[[ Extract to read, beginning ]]

Who knew I'd choose to have a third baby? Who knew the pregnancy would be lovely and enjoyable? And who knew your birth would be complicated, require equipment that failed, and as a result you'd have HIE, a brain injury and, later on, cerebral palsy and epilepsy?
Who knew you'd have such delightfully, chubby cheeks and a glowing, wide smile?
Who knew your head would always hang to the right side because of torticollis?
Who knew you'd start therapy at a mere two weeks old? I didn't know you'd have careful, skilled, gentle therapists right from the start. I didn't know you'd be so cooperative. I didn't know you would work so hard for me to see tiny steps of progress, things you didn't, you couldn't have noticed at all.
Who knew you'd smile every day, belly laugh, and play with other kids with reckless abandon? Who knew your sisters, especially the one closest in age, would love you so tremendously? We couldn't know you two would become best friends. We couldn't know you'd teach her, and her you, and that it would happen unconsciously and organically, without persuasion from parents.
Little did you know that doctors said you wouldn't sit up, crawl, stand, move independently, be able to do 1/10th of all you can do now. You don't know how many hours I prayed for you to grow strong, or for the strength to help you.

[[ Extract to read, end ]]

_Work instructions_.
(1) Reproduce the letter to the child word for word between "Who knew I'd" and "glowing, wide smile?", inclusive.
(2) In the letter to the child, what condition causes the child's head to always hang to the right side?

[[ Listed entries, beginning ]]

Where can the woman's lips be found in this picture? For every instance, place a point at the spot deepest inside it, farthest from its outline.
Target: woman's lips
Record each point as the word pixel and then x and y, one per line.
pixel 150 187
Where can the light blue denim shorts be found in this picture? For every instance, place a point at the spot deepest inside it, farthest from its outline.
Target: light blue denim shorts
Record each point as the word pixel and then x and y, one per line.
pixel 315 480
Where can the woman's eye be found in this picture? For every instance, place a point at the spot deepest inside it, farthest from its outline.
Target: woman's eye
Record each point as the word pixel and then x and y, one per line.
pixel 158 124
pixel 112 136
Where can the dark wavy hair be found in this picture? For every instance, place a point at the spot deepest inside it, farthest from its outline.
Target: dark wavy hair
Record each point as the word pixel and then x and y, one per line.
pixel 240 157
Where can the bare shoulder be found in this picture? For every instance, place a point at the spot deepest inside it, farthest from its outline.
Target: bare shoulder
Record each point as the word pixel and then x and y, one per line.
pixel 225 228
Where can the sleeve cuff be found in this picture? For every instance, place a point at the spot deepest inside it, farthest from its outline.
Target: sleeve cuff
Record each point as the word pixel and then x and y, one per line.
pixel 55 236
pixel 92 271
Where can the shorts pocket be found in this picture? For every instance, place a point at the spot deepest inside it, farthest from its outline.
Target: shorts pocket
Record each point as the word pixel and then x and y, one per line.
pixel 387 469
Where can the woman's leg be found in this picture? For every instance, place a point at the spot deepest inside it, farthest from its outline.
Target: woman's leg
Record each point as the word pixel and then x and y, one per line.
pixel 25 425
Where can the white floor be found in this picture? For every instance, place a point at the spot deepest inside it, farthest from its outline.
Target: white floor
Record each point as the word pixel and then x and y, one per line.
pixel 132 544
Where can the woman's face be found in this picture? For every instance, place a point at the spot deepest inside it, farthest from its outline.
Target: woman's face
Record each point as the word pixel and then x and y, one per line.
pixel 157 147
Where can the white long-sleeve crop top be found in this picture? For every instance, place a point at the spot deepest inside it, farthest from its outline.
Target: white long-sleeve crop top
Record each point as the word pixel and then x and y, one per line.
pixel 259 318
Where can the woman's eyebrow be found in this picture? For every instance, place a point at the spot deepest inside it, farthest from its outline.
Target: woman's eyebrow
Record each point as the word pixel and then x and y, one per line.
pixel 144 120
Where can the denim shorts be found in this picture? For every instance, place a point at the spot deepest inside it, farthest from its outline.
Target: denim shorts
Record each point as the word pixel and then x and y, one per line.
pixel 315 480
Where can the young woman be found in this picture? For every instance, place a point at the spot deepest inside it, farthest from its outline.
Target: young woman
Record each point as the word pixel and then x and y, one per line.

[[ Listed entries, end ]]

_Answers to the exercise_.
(1)
Who knew I'd choose to have a third baby? Who knew the pregnancy would be lovely and enjoyable? And who knew your birth would be complicated, require equipment that failed, and as a result you'd have HIE, a brain injury and, later on, cerebral palsy and epilepsy?
Who knew you'd have such delightfully, chubby cheeks and a glowing, wide smile?

(2) Torticollis.